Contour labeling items

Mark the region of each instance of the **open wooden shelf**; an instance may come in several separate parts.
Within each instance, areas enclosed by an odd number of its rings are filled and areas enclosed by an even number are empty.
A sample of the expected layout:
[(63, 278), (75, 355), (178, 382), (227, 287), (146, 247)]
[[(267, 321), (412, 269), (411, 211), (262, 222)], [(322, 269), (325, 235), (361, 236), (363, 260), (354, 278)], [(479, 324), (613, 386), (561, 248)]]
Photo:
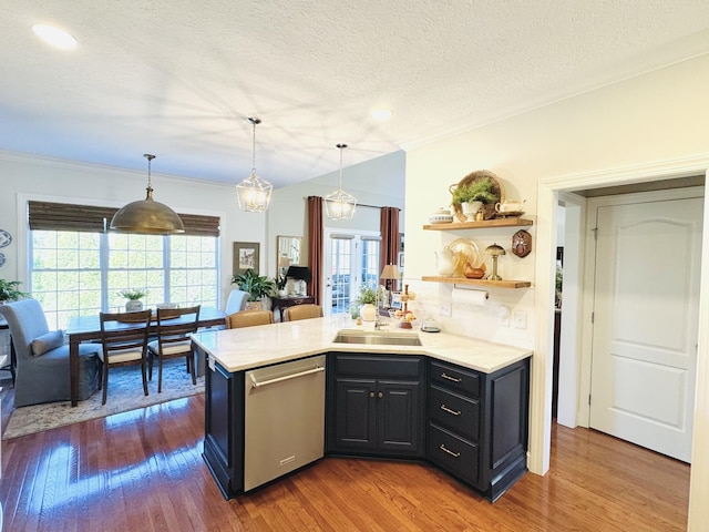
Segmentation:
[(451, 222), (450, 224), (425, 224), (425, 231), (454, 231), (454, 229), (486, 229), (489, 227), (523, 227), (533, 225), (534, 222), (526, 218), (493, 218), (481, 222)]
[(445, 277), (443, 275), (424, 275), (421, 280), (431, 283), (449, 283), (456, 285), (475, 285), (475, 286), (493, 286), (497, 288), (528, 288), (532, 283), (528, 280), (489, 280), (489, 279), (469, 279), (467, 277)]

==

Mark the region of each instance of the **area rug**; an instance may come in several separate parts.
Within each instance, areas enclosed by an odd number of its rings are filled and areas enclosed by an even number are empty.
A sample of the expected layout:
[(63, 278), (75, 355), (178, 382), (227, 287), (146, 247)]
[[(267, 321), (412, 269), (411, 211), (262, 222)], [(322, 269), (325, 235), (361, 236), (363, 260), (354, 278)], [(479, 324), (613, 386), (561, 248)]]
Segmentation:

...

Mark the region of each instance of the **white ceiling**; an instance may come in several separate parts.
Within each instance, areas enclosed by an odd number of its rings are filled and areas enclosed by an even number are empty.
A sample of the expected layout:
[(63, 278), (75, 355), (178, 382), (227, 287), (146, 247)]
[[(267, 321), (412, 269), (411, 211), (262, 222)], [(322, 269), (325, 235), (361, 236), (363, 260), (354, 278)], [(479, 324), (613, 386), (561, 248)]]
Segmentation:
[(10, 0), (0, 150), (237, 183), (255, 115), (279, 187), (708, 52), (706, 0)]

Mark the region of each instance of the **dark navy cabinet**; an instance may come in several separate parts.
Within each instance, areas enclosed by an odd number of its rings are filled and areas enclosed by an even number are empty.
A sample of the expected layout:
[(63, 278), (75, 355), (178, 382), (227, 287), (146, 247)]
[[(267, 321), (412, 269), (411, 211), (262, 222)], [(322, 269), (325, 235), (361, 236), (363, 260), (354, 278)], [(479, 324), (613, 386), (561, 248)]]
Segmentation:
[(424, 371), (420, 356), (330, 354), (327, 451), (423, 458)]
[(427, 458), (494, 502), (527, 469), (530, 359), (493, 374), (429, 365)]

◆ Exercise task
Duplicate the stretch of the entries above from the line containing "Mark the region of each instance of the **open" through the line containing "218), (481, 222)]", both lines included, word for word and without the picture.

◆ Exercise answer
Mark the region of each instance of the **open wooden shelf**; an instance may come in several separate parts.
Within each instance, areas enclosed by an odd number of its rings are filled and areas enclosed by an even number are empty.
A sample of the expected layout:
[(63, 278), (75, 355), (178, 382), (227, 287), (146, 247)]
[[(267, 321), (412, 269), (411, 211), (262, 222)], [(322, 269), (325, 235), (361, 236), (363, 260), (354, 278)], [(479, 324), (613, 386), (561, 248)]]
Photo:
Segmentation:
[(451, 222), (450, 224), (425, 224), (425, 231), (454, 231), (454, 229), (486, 229), (489, 227), (523, 227), (533, 225), (534, 222), (526, 218), (493, 218), (481, 222)]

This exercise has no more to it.